# Required tasks
1: Reproduce everything from "Perhaps another reason for" down to "of metres away." in the passage on Second Life approaches.
2: In the passage on Second Life approaches, what does using local chat show?

# Passage for review
::::

There are solutions to this problem; none of them ideal. I could, for instance, mute my sound. Part of the point of being in Second Life while doing something else, however, is enjoying the sounds I hear. I could switch on DND, but then I might miss important IMs from my friends. I might switch on DND except for IMs from friends, but then I might miss an important IM from someone related to business issues about my region, or my other projects inworld. I might filter my IMs for blocked keyword phrases. That sounds fine on paper, but I have a feeling it’d be a pretty long and loathsome project typing every offensive keyword phrase that you may use in a lecherous pick up line.

I am guessing one of the reasons you do approach by IM is because you can thereby avoid the perceived humiliation of being ignored; or worse, risk my flat-out public rejection of your approach.

Using local chat, especially when others might near, shows confidence. A part of me sometimes thinks that you’d be embarrassed by your lack of smoothness if anyone else heard your approach in local chat; so, lucky me, you’ve chosen instead to privately whisper your proposal in my ear.

Perhaps another reason for IMing instead of using local chat is because I am seated outside of your local chat range, which brings me to the next issue.

Coffee Girl 2

Use your legs

After all my time as a resident, I still fail to understand the resistance to walking in Second Life. It’s not like it even burns calories. Instead of walking over, it is much more common for people to try their luck from over hundreds of metres away.

First off, It strikes me as lazy. It makes me think you are simply running a numbers game, IMing every vaguely feminine-sounding name on your Nearby list, in the hope that your textual sex missile hits a receptive bullseye.

Second, it’s creepy. It’s like getting a call on my mobile from an unknown number and hearing the person on the other end talk to me as if they see me. Imagine this happening in real-life:

“Hey” said the disembodied voice on the mobile, “you are so sexy.”

::::

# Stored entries
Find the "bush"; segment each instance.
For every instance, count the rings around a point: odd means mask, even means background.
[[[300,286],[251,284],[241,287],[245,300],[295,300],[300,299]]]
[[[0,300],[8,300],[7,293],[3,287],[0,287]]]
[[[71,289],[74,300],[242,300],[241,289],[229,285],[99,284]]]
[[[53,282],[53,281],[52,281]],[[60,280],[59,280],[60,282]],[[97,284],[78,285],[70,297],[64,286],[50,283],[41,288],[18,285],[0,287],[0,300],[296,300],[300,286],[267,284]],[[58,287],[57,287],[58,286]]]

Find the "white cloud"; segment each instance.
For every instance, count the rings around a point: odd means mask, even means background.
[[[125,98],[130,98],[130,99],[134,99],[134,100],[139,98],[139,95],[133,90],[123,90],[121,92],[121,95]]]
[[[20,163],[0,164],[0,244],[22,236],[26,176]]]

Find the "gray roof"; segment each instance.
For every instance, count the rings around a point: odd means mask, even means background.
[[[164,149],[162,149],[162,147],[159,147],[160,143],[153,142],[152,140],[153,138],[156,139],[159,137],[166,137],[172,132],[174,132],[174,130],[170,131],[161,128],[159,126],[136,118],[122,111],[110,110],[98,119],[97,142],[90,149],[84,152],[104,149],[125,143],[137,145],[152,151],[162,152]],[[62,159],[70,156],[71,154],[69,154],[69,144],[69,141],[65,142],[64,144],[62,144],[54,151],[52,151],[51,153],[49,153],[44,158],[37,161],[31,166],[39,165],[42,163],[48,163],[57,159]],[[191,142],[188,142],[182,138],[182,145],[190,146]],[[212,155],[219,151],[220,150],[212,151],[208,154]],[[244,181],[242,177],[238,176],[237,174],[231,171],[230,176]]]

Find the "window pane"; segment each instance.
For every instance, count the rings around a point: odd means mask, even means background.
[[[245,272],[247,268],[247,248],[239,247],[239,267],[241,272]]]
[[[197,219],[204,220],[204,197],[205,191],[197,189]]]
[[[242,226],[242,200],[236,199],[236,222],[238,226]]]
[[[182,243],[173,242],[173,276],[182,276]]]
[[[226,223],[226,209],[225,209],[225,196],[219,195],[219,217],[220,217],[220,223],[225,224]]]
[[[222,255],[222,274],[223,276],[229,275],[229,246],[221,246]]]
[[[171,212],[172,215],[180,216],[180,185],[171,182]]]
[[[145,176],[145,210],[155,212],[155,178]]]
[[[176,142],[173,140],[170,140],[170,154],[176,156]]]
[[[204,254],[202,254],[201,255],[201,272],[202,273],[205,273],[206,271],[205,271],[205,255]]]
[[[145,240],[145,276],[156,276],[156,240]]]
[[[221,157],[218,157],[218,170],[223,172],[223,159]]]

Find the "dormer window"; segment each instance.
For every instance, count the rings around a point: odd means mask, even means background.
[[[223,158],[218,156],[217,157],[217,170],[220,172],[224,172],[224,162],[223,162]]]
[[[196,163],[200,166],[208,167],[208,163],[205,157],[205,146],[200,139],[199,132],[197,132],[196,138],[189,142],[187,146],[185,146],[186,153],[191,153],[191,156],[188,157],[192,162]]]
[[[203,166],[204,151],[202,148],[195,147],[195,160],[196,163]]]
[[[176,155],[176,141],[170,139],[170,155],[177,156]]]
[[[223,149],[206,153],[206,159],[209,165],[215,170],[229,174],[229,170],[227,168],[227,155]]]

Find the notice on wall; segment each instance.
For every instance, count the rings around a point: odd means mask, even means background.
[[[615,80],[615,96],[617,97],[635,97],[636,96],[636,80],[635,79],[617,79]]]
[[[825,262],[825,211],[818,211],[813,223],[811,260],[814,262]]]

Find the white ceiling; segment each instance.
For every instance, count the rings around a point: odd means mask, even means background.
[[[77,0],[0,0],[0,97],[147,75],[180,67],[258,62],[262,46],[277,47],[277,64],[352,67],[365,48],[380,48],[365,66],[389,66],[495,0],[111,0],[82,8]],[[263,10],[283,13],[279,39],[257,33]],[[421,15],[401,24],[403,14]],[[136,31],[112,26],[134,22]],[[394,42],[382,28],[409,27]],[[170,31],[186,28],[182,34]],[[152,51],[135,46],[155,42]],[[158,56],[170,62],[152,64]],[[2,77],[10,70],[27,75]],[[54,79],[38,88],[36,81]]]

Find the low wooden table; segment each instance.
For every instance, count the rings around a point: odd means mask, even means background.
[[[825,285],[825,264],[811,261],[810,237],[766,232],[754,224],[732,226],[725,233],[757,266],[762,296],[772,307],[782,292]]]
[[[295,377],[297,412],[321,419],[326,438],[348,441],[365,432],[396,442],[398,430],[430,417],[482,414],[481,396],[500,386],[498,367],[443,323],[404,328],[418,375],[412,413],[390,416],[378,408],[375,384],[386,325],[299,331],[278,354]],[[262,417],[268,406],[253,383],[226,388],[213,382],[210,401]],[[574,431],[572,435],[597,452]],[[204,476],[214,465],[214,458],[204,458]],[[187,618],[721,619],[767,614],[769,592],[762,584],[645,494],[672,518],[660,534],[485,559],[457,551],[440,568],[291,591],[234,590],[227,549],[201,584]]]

::::

# Expected outputs
1:
Perhaps another reason for IMing instead of using local chat is because I am seated outside of your local chat range, which brings me to the next issue.

Coffee Girl 2

Use your legs

After all my time as a resident, I still fail to understand the resistance to walking in Second Life. It’s not like it even burns calories. Instead of walking over, it is much more common for people to try their luck from over hundreds of metres away.

2: Confidence.